* Problem to work on
Find the string "stadium" in the records and copy each line where it occurs.
_____
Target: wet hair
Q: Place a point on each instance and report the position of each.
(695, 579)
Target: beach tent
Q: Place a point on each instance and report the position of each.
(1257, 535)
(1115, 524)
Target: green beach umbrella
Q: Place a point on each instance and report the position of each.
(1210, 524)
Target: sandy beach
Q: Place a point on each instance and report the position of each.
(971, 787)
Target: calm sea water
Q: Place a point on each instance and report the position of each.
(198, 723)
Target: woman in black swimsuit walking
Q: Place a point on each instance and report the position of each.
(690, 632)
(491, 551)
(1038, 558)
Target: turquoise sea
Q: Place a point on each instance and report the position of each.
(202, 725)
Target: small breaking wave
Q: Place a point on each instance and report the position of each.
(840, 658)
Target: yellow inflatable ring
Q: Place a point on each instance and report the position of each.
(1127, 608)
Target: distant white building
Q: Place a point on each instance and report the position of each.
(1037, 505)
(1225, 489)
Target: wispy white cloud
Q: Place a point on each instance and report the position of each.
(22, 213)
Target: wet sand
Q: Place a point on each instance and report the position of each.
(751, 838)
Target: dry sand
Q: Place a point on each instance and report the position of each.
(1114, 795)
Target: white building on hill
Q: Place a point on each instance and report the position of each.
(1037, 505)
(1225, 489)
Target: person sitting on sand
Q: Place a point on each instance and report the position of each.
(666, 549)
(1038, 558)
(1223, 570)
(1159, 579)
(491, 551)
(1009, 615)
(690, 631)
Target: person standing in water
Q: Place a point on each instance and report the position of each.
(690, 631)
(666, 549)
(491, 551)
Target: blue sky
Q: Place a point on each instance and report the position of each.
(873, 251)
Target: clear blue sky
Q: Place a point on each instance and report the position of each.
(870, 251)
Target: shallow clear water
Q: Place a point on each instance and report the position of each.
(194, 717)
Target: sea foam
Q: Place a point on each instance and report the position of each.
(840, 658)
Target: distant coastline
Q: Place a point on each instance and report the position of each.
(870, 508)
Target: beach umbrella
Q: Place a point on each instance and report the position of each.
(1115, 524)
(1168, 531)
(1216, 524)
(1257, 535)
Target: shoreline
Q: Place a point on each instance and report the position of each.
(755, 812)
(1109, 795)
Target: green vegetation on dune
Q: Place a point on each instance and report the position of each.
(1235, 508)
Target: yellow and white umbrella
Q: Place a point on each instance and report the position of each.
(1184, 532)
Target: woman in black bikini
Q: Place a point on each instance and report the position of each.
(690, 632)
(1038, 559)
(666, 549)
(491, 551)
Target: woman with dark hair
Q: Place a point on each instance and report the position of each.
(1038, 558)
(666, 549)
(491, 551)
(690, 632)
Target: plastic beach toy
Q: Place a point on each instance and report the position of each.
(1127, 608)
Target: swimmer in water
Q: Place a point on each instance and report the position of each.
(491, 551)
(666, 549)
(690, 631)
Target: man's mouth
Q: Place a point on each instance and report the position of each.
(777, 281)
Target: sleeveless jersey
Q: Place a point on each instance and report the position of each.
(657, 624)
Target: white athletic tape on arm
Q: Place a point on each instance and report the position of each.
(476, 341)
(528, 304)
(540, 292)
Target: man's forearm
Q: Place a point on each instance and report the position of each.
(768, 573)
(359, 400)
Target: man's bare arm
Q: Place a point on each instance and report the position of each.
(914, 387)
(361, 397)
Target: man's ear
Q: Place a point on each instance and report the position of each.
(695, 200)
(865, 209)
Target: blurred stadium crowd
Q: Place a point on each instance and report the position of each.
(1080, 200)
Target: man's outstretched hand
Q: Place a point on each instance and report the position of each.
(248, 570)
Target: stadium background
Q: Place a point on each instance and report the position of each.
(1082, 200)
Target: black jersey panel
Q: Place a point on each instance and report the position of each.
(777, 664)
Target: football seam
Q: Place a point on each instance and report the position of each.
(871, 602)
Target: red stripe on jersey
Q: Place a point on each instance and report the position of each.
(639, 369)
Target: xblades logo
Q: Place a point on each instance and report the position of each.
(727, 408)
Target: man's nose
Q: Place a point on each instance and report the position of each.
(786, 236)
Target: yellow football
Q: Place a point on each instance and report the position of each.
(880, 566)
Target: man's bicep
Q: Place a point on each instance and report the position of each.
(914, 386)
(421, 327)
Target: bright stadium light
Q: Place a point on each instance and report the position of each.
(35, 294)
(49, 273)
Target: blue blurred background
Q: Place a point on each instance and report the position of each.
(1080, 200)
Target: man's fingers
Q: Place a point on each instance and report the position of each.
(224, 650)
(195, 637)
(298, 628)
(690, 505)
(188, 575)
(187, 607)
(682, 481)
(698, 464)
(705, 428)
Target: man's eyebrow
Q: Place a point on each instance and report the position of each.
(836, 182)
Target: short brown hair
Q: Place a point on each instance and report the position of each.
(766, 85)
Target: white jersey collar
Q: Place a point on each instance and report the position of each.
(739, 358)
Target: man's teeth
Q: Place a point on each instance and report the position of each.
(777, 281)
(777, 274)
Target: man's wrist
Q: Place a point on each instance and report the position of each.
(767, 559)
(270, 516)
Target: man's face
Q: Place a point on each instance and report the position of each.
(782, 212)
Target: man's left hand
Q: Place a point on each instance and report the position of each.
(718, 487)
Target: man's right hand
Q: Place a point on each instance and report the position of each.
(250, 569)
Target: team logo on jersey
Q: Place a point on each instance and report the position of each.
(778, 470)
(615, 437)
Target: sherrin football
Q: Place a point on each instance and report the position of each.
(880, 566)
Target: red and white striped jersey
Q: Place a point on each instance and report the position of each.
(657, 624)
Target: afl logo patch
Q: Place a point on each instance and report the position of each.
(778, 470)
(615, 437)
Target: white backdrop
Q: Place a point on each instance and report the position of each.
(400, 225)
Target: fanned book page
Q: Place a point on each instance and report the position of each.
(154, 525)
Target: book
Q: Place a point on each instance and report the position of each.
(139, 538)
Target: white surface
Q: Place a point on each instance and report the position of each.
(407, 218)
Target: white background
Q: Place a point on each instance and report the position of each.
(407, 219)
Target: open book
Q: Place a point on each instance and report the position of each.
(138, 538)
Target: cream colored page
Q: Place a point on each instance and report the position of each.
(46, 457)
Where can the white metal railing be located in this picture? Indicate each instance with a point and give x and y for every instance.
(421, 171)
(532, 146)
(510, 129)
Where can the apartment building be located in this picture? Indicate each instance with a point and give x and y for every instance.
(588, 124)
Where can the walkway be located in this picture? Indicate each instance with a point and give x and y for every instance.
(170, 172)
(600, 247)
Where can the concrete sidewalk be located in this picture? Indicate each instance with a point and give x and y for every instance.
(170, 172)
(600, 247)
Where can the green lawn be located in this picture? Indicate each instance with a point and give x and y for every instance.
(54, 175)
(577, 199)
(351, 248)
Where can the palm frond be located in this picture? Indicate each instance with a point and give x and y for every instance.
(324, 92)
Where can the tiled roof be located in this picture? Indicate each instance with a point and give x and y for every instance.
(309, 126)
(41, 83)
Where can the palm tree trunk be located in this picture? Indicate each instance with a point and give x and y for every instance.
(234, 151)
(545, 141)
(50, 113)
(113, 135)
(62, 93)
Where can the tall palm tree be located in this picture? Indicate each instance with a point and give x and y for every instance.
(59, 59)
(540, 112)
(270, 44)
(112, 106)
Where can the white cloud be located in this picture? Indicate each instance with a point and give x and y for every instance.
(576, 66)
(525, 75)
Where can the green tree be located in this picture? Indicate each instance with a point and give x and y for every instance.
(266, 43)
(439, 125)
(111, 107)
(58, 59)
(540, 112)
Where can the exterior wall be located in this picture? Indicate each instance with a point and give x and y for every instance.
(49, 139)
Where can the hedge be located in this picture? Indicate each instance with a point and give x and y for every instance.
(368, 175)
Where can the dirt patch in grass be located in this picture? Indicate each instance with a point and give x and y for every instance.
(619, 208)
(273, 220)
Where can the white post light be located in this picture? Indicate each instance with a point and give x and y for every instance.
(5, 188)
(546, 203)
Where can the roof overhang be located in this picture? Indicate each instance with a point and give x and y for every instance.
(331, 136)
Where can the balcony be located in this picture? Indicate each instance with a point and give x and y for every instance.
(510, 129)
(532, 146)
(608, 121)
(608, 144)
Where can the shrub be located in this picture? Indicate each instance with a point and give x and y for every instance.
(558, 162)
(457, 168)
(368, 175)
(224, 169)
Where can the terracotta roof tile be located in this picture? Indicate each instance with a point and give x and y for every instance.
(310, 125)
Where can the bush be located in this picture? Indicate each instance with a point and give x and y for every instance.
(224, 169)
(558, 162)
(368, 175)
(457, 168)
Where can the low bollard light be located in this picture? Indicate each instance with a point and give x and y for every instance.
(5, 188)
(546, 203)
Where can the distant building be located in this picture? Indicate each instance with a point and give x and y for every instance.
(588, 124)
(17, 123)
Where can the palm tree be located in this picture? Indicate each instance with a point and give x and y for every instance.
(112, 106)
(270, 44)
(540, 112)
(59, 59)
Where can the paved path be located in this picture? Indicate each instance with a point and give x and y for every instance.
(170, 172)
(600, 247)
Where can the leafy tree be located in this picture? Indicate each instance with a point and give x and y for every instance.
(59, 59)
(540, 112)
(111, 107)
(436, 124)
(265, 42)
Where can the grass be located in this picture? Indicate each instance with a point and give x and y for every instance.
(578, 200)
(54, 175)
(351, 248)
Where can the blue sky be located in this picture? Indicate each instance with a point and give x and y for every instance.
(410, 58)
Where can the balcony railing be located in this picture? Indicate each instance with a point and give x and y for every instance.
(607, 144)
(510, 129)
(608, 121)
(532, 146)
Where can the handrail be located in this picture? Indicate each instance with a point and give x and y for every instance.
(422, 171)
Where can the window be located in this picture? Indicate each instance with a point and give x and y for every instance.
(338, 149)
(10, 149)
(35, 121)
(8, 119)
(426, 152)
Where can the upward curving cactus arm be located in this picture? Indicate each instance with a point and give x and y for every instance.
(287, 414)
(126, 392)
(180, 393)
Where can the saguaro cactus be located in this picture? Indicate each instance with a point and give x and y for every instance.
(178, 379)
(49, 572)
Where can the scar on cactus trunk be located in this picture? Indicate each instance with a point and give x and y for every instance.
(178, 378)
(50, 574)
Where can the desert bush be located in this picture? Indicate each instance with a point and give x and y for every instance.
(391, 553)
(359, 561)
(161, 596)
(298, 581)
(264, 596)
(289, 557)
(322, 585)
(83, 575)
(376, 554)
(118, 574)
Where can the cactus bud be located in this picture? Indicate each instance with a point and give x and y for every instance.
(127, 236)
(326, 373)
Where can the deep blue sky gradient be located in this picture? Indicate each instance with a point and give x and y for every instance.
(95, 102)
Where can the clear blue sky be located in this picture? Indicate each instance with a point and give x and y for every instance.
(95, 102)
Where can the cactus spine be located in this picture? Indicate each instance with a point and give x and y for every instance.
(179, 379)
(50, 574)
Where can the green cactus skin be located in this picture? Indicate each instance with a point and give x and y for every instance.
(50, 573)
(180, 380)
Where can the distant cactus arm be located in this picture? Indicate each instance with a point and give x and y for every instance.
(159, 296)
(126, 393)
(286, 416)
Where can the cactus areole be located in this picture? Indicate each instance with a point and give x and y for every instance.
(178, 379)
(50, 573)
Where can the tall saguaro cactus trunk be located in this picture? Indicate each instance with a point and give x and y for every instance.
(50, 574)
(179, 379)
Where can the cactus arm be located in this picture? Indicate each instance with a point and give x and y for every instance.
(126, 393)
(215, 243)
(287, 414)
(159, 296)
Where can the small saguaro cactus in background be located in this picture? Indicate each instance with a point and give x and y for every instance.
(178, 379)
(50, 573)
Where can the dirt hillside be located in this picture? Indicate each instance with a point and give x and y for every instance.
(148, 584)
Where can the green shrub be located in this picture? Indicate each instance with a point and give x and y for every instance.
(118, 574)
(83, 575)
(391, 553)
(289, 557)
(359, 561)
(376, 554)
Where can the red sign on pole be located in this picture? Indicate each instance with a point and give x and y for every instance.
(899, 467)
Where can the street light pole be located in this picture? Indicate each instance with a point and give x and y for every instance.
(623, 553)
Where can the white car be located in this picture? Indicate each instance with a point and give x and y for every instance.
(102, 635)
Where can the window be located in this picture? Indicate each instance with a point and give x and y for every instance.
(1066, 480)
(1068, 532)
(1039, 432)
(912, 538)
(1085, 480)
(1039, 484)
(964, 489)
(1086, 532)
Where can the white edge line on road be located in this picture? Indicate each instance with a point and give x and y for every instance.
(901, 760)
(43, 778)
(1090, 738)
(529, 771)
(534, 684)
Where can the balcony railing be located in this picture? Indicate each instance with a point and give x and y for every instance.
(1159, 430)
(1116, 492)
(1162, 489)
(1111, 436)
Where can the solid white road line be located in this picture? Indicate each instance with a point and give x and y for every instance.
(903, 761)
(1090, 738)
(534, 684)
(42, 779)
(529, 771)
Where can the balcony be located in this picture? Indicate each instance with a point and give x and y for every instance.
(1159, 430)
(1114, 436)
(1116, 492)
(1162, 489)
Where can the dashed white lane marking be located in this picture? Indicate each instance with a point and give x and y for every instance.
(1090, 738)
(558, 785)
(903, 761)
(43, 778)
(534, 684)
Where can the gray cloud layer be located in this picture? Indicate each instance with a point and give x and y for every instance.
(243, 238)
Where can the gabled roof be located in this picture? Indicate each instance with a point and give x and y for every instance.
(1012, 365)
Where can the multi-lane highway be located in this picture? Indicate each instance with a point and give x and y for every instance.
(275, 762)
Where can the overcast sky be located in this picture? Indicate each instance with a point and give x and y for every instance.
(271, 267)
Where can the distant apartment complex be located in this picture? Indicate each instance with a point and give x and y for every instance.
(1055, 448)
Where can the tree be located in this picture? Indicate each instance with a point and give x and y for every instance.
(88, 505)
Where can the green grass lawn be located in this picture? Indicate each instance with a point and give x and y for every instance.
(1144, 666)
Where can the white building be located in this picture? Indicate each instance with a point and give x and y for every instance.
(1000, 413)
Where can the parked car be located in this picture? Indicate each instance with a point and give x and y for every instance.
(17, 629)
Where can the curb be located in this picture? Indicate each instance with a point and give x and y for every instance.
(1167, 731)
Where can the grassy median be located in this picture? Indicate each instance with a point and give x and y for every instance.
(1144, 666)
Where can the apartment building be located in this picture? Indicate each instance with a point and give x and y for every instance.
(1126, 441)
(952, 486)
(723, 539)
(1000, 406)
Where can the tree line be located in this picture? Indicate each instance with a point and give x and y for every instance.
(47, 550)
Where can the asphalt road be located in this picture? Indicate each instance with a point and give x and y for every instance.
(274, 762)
_____
* Answer box
Target: blurred stadium crowd
Target: stadium background
Target: bright stadium light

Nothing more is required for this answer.